▶ Selected passage
---+---

Banks and reparations, cont’d

Reader John Steele Gordon writes, concerning the Wachovia announcement: “The WSJ had a story on May 10th about the same thing, only then it was J.P. Morgan Chase’s turn to grovel and donate. I wrote the following, which they had the bad sense not to publish:

Regarding the article about J.P. Morgan Chase spending heaven knows how much money to uncover the fact that some remote corporate ancestor had held a mortgage on slaves:

Laws requiring corporations to do this are a historians’ relief act and, naturally, I’m all in favor of employing historians. But far more perniciously, these laws in effect work “corruption of the blood.” This medieval doctrine visited numerous legal disabilities upon the descendants of those attainted for treason, sometimes for generations. My distant ancestor Lt. Col. Daniel Axtell, for instance, was hanged, drawn, and quartered for the crime of regicide, having commanded the guard at the trial of King Charles I. His son, unable to practice law in England because of his father’s crime, emigrated to South Carolina.

---+---

▶ Problem to solve
Continue the banks and reparations piece from its last sentence. The entries have nothing to do with this.

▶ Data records

---+---

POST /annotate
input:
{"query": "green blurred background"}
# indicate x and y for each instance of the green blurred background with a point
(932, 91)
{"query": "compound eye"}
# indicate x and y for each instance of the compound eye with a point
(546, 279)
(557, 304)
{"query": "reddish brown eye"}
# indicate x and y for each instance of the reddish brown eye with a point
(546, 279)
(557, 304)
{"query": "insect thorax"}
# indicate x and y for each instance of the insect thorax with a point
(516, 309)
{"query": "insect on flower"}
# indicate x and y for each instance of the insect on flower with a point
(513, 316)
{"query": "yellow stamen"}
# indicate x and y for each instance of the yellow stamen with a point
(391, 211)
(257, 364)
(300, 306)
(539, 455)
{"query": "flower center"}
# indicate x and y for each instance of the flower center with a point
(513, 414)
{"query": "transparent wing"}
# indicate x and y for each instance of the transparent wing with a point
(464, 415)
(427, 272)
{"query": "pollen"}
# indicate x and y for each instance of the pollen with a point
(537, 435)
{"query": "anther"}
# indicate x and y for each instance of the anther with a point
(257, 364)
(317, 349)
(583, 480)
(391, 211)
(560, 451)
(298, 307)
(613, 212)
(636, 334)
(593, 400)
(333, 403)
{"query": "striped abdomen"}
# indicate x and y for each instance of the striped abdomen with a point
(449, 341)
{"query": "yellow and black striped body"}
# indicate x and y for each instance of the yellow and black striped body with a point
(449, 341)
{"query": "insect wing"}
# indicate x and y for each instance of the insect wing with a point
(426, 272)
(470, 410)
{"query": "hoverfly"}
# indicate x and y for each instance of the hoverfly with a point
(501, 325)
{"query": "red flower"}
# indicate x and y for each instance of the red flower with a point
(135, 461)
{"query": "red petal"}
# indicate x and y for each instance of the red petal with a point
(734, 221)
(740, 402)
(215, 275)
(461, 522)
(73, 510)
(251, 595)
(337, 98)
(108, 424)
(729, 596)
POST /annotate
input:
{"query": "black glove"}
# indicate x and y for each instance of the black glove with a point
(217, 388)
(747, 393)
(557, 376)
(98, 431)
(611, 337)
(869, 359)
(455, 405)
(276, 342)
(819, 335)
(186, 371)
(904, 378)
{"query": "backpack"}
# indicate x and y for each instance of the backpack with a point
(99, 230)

---+---

▶ Result of this task
The Founding Fathers, in their wisdom, forbade this grotesque inequity in Article III, Section 3 of the Constitution, and England abolished it in the reign of King William IV, 170 years ago.

Now it’s back, at least for corporations if not, yet, people. But in fact it’s even worse. Daniel Axtell at least committed a crime under the laws of the day and was savagely punished for it. The Citizens Bank of Louisiana, fully four generations ago, did nothing whatever that was illegal and suffered no retribution in its day. But its remote descendants — the stockholders of J. P. Morgan Chase — are being punished, ex post facto.

This is not progress.

More: Michelle Malkin, who was on the issue last week, generously links to our coverage in a post today.